***** Extracted information
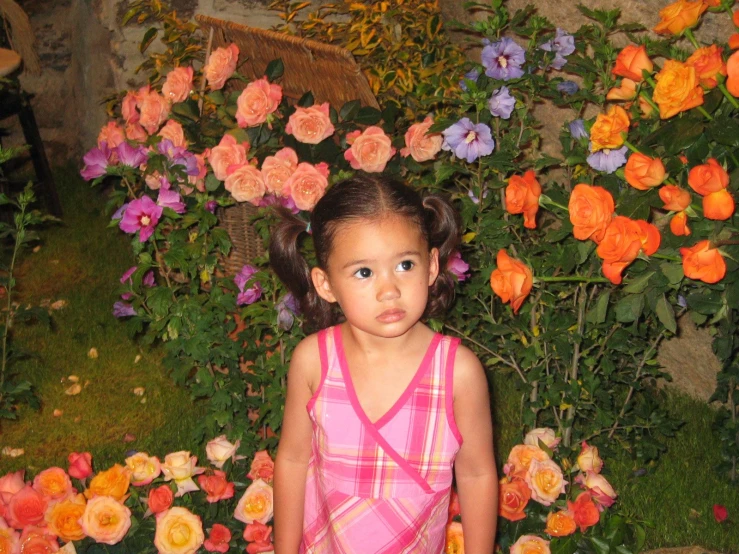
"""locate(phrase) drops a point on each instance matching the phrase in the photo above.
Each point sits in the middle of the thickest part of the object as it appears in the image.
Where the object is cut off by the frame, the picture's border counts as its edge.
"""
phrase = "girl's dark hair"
(361, 197)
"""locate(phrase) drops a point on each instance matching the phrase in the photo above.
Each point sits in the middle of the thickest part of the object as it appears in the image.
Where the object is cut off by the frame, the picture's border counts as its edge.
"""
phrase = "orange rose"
(718, 205)
(560, 524)
(620, 246)
(679, 225)
(675, 198)
(708, 177)
(591, 210)
(677, 89)
(513, 496)
(522, 196)
(643, 172)
(680, 15)
(703, 262)
(512, 280)
(709, 64)
(631, 61)
(610, 129)
(584, 511)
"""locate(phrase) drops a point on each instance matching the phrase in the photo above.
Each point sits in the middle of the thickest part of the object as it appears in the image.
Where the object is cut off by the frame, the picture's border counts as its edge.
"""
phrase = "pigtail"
(443, 229)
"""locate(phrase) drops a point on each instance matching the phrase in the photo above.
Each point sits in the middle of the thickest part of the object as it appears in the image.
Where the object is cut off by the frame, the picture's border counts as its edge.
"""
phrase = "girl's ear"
(433, 265)
(322, 284)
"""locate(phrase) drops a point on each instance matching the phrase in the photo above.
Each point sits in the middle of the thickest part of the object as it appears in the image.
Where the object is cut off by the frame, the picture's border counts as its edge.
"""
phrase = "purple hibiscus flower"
(96, 162)
(503, 59)
(501, 103)
(468, 140)
(607, 160)
(563, 44)
(141, 215)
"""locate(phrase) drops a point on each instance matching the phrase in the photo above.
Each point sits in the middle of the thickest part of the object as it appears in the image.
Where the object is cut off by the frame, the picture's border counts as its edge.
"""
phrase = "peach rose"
(216, 486)
(546, 481)
(173, 132)
(53, 483)
(522, 196)
(591, 211)
(308, 184)
(246, 184)
(678, 16)
(160, 499)
(530, 544)
(513, 497)
(178, 85)
(370, 150)
(703, 262)
(708, 177)
(111, 134)
(228, 153)
(512, 280)
(259, 99)
(64, 517)
(421, 145)
(718, 205)
(310, 125)
(610, 129)
(221, 65)
(256, 504)
(454, 538)
(709, 64)
(178, 531)
(675, 198)
(105, 520)
(111, 482)
(277, 169)
(27, 507)
(677, 89)
(144, 468)
(679, 225)
(631, 61)
(80, 465)
(560, 524)
(643, 172)
(262, 467)
(154, 111)
(588, 459)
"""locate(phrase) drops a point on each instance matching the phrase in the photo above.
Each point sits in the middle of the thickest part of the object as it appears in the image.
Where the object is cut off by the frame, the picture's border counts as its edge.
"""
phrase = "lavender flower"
(607, 160)
(501, 103)
(468, 140)
(503, 59)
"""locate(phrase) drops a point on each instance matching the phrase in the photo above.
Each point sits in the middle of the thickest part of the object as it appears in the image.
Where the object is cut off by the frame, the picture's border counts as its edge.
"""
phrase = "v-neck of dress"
(352, 393)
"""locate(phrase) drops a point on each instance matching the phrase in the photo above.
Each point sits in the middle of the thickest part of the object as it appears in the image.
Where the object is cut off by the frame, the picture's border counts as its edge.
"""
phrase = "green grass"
(80, 261)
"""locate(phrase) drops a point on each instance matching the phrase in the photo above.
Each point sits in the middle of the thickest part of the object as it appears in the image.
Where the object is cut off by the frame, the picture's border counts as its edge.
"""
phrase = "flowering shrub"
(143, 505)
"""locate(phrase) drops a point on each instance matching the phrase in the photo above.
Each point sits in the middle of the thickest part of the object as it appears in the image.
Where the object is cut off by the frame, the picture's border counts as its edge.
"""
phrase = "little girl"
(379, 408)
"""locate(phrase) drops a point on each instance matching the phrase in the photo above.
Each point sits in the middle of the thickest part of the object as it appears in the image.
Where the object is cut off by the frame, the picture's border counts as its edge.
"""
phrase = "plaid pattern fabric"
(380, 487)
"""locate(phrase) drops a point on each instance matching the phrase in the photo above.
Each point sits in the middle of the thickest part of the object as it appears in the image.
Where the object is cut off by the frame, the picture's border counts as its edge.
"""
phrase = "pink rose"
(154, 111)
(310, 125)
(419, 144)
(178, 85)
(259, 99)
(277, 169)
(221, 65)
(111, 134)
(246, 184)
(173, 131)
(370, 150)
(262, 467)
(228, 153)
(308, 184)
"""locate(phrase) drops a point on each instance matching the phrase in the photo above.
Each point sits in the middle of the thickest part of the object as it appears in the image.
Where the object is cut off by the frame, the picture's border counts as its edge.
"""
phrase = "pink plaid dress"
(382, 487)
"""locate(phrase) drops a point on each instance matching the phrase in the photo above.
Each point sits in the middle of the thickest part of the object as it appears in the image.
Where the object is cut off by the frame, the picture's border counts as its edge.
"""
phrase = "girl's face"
(379, 271)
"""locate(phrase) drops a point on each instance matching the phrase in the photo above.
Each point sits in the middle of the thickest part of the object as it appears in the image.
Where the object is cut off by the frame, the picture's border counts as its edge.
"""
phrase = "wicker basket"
(329, 72)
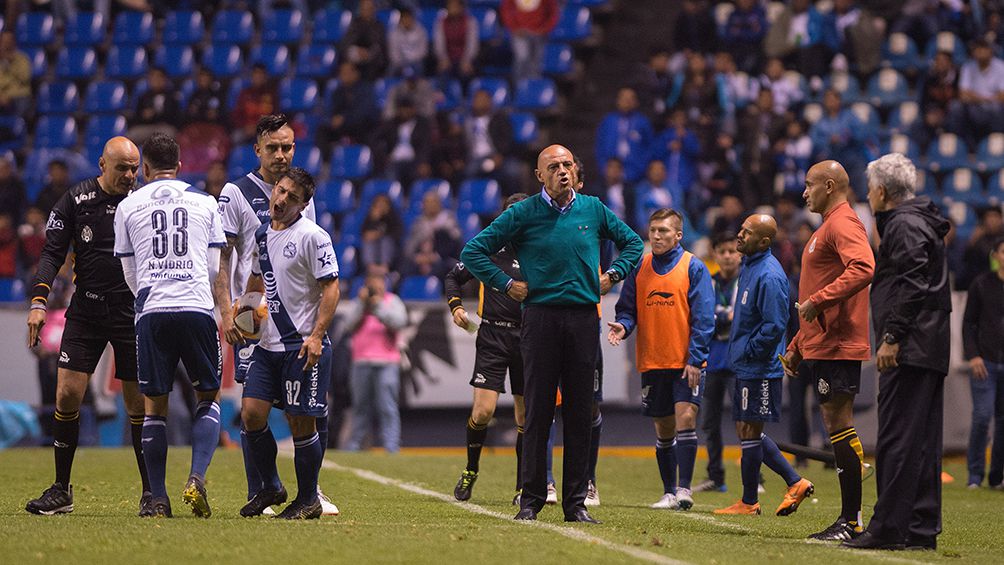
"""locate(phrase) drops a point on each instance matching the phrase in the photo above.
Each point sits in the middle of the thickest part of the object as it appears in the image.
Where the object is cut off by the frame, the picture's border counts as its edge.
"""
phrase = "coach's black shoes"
(264, 499)
(195, 496)
(464, 487)
(301, 511)
(54, 500)
(867, 540)
(839, 531)
(157, 507)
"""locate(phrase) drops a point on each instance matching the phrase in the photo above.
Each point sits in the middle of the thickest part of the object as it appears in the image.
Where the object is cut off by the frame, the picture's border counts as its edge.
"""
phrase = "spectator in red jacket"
(529, 22)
**********
Goal
Omit pictures; set down the rest of the material word for word.

In response
"""locate(phrase) drops a point on each instance matching the phrase in the photo above.
Each point sits in the middle of the thickest part of the object as it appears in the image.
Where the object is cut off by the frame, the picture's border counts as its edge.
"""
phrase = "girl's dark hair"
(361, 197)
"""locate(phrase) drops a point on each instance matching the phrase in the photo above.
Each point sits in the middle of the thickest part of the object as it appears in the image.
Where the object is cut off by the frame, the picture's border counts as its edge.
"""
phrase = "orange rose"
(718, 205)
(560, 524)
(620, 246)
(679, 225)
(675, 198)
(708, 177)
(591, 210)
(677, 89)
(513, 496)
(522, 196)
(643, 172)
(680, 15)
(703, 262)
(512, 280)
(709, 64)
(631, 61)
(610, 129)
(584, 511)
"""locate(phrase) drops a point on each instance matching the phrase in the photo above.
Each point sits in the middle of the thickest part of the object as it appears in the image.
Where the object is cut off by the frame, the picture's border counts as its edge.
"""
phrase = "pigtail"
(443, 229)
"""locate(phrase) drops a point on each instance matching the phrase in the photo above.
Each point sits in the middle of the thickest part of the object as it appears in the image.
Where the object is cut off by the frame, the picture's border counts as its edge.
"""
phrase = "girl's ear"
(433, 265)
(322, 284)
"""locate(phrase) drops a point on each instance matching the phrase in the photo above.
Each point sits in the middle of the thickest part of the object as it appears in the image.
Where the object is cut off by the frame, the picture's border counts as its edge.
"""
phrase = "purple hibiscus flower"
(96, 162)
(503, 59)
(501, 103)
(468, 140)
(607, 160)
(563, 44)
(141, 215)
"""locate(phrase) drops a point on each instance matching the phrase in the photo above.
Each point sits in the middle of the thickest part of the object as it appears in the image.
Where the object is cut off by the frame, the picture's border counts as its edge.
"""
phrase = "peach rose"
(216, 486)
(546, 481)
(173, 132)
(53, 483)
(522, 196)
(591, 211)
(308, 184)
(246, 184)
(678, 16)
(160, 499)
(530, 544)
(513, 497)
(178, 85)
(370, 150)
(703, 262)
(708, 177)
(111, 134)
(228, 153)
(512, 280)
(259, 99)
(64, 517)
(421, 145)
(718, 205)
(310, 125)
(610, 129)
(221, 65)
(256, 504)
(454, 538)
(709, 64)
(178, 531)
(675, 198)
(105, 520)
(111, 482)
(277, 169)
(27, 507)
(677, 89)
(144, 468)
(679, 225)
(631, 61)
(80, 465)
(560, 524)
(643, 172)
(262, 467)
(154, 111)
(588, 459)
"""locate(phrase) drops a point on each instance matching the phrase in the photo above.
Each point sits in the middle of the thickest part of the object as it appears in the image.
Where the object is cut off by the frame, the picture's border counts as its edge.
"""
phrase = "lavender flower"
(607, 160)
(501, 103)
(468, 140)
(503, 59)
"""locate(phrase) drops a point on each instance matching the phrase in the photo above.
Each point sits in the middle of the thickest part of the object as it appears in the image.
Where the object is cut off by the frame, the picture's border counts as its edge.
"""
phrase = "v-neck of dress"
(352, 393)
"""locate(phrase) drops a point on each instance matching the phrase in the photo above.
Each point sits in the middle of the thickest part of the object as it appears in the image.
Where the object is cut off by the frame, the picture's border counts as its edge.
"""
phrase = "green grass"
(80, 261)
"""locate(phrase) drops a point on each instance matching the phrase in the photo above.
Each point sits in the middle of the thickest part of the object as it appears in the image.
Where the object is cut off by the frame, the picture's border counts as its edge.
"""
phrase = "flowering shrub"
(143, 505)
"""locate(phrase) drops a point on each instance matching the phrase in the photo above.
Each point sits in the middle of the thickest part of the object as it appears in the image.
Where the object is cut off by the frame, the picture's border counts as its edge.
"""
phrase = "little girl"
(379, 408)
"""locate(phrase) drops a point on each instance matching the phrase in the photo above.
Each point sits in the middle of the thickest part of the object as it appears in the image.
Where the object is cut off by the frame, the picture's border counts as its edge.
"""
phrase = "plaid pattern fabric"
(380, 487)
"""locate(phrase) drops a point on each instance matching the phrase in the photo above.
Each point sits in the middle of the thickest part of the object as it appears in the image.
Where the object is cut off by the frame, the picture's border counts as its edge.
"""
phrase = "pink rose"
(154, 111)
(310, 125)
(419, 144)
(178, 85)
(259, 99)
(277, 169)
(221, 65)
(111, 134)
(246, 184)
(173, 131)
(370, 150)
(262, 467)
(228, 153)
(308, 184)
"""locate(phrase) drops a point on each instance matching the phrase in the photo above.
Each point sits in the middle of the thickest part of the object as it appears in the image.
Where the object is cut off by the frame, the picture's border counts as its edge.
"""
phrase = "pink plaid dress"
(382, 487)
"""locate(phrase) drops a point on each instance matching the phrase in the photo above.
Each point sits in the middle of the thickest part of the object as it appears in the image.
Where the object is cut off by the frame, the picture's border counts as its edge.
"""
phrase = "girl's face"
(379, 271)
"""locate(phrase) drops a point on each instance matching the phrase in the photo above.
Each point sits in the middle of the thickest part of the object as it appears in the image.
Where the object is cut off by the frame, the picture's border counts as its edge.
"""
phrase = "wicker basket"
(329, 72)
"""locate(phrase) drops a point on each instance matching the phrase in the photo above.
Each point sits in the middle of the thickest part of the object as it appears in the image.
Where the object is cut off by the frame, the picture's border counts as its edge.
"""
phrase = "coach's black shoes"
(264, 499)
(195, 496)
(464, 487)
(301, 511)
(54, 500)
(867, 540)
(839, 531)
(157, 507)
"""locate(phrase) drops a point on each instance matching the phrase in the photo above.
Each point sits in the middle of the thickest part of the object as it appears in the image.
Where the object is cut off by the frame, the picture's border counts as its edge.
"""
phrase = "spectator in red jacket"
(529, 22)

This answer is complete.